Trecho de origem.

Quando seu mandato chegou ao fim, recusou-se a passar a faixa ao seu sucessor, o civil Prudente de Morais, o primeiro presidente eleito por voto direto. Contrariado com a transferência do poder para um civil, Floriano Peixoto não compareceu à cerimônia de transmissão do cargo.
As tentativas golpistas do Tenentismo (década de 1920)
O Tenentismo, movimento político-militar surgiu nos quartéis espalhados em todo território na década de 1920. Foi protagonizado por jovens oficiais de baixa e média patente do Exército insatisfeitos com o governo da República Oligárquica. O movimento pretendeu derrubar pelas armas, três governos e os sistemas políticos que os sustentavam. Defendia reformas na estrutura de pode como o fim do voto aberto, a instituição do voto secreto e do ensino público obrigatório.
Acima de tudo, os ‘tenentistas’ tinham a convicção da importância dos militares na “moralização da Republica”, isto é, a crença de seu papel transformador nos costumes políticos do país – ideia que se manteve no meio militar muito tempo depois de desaparecido o movimento.
Os movimentos tenentistas foram:
- Revolta dos 18 do Forte de Copacabana (4-6 de julho de 1922, RJ): pretendia derrubara o governo de Epitácio Pessoa e não deixar assumir o presidente eleito Artur Bernardes.
- Revolta Paulista de 1924 (de julho a setembro de 1924, SP): pretendia derrubar o governo de Artur Bernardes.
- Comuna de Manaus de 1924 (julho-agosto de 1925, AM): chegou a controlar o poder do Amazonas por mais de um mês.
- Coluna Prestes (de 1925 a 1927): percorreu o interior do país, do Rio Grande do Sul ao sertão do Nordeste tentando sublevar populações locais contra os governos oligárquicos.
Golpe de 24/10/1930 – a “Revolução de 1930”
O golpeado foi o presidente Washington Luís, deposto da presidência em 24 de outubro e preso no Forte de Copacabana (ele partiu para o exílio, pouco tempo depois, em 20 de novembro). Também foi golpeado Júlio Prestes, recém-eleito presidente e que assumiria o poder em 15 de novembro. Ele pediu asilo ao Consulado britânico e viveu no exilio até 1934.
Uma junta militar (dois generais e um almirante) assumiu o governo, fechou o Congresso e impediu a posse do recém eleito presidente Júlio Prestes, que assumiria o poder em 15 de novembro.
A junta convidou Getúlio Vargas para tomar posse como presidente da República, o que aconteceu em 3 de novembrode 1930, inaugurando o Governo Provisório de Vargas.

Informações fornecidas.
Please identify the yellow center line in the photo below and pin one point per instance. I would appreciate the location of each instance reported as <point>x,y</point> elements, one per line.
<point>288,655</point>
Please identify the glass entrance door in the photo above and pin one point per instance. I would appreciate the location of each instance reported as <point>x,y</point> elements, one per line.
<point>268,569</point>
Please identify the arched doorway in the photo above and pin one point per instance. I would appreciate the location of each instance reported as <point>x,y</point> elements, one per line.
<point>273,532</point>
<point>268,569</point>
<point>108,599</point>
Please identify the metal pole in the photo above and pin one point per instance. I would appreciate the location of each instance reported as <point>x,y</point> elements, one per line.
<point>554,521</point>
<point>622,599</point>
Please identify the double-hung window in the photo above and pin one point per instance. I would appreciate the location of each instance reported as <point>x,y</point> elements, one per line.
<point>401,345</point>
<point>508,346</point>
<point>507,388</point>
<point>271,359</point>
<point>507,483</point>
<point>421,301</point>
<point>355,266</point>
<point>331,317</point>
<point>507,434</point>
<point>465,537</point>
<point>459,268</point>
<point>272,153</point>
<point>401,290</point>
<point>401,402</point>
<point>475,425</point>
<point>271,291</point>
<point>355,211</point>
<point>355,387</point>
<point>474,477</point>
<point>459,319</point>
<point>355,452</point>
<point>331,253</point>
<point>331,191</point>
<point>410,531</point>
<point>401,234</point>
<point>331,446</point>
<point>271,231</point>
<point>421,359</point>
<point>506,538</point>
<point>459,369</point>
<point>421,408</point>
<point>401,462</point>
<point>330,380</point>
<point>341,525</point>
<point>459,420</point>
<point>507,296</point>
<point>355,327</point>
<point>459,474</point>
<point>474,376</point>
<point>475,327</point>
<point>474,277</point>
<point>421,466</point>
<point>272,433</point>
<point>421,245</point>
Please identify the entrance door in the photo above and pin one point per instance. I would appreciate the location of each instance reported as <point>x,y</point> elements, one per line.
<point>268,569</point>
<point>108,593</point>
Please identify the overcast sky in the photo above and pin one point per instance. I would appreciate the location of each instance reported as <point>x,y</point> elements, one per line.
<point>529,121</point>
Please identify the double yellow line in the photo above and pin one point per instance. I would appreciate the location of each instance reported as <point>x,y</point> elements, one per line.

Problemas e tarefas.
**1)** No texto sobre os golpes militares na República, quem compunha a junta militar que assumiu o governo em 1930?
**2)** Continue, por favor, o texto sobre os golpes militares na República a partir do ponto em que ele termina.
A listagem não é necessária para resolver as tarefas.

Resultados por tarefa.
**1)** Dois generais e um almirante.

**2)**
Golpe de 10/11/1937 – a ditadura do Estado Novo
Foi um autogolpe, executado pelo próprio chefe de Estado, Getúlio Vargas, com apoio de militares. O pretexto foi a descoberta do Plano Cohen – um plano para derrubar o governo e implantar o comunismo no país.
O tal plano era falso e a farsa foi denunciada alguns anos depois. Havia sido encomendado pelo líder integralista Plínio Salgado a um jovem capitão do Exército, Olímpio Mourão Filho. Serviria como exercício contra uma hipotética insurreição comunista. Entretanto, uma cópia chegou à cúpula das Forças Armadas e foi entregue a Getúlio Vargas.
Com apoio dos militares, Vargas suspendeu as eleições, fechou o Congresso Nacional, anulou a Constituição de 1934 e outorgou uma nova constituição que lhe conferia plenos poderes. Estava instalada a ditadura do Estado Novo.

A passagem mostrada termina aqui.